[INSTRUCTIONS TO FOLLOW]
Rewrite every row with "sky background" swapped for "sky region", keeping everything else unchanged.

[SUPPLIED DATA]

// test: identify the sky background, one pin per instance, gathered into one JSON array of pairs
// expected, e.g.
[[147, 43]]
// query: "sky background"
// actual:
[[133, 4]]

[IN RESPONSE]
// test: identify the sky region, one pin per instance, gathered into one JSON array of pairs
// expected, e.g.
[[147, 43]]
// query: "sky region"
// actual:
[[133, 4]]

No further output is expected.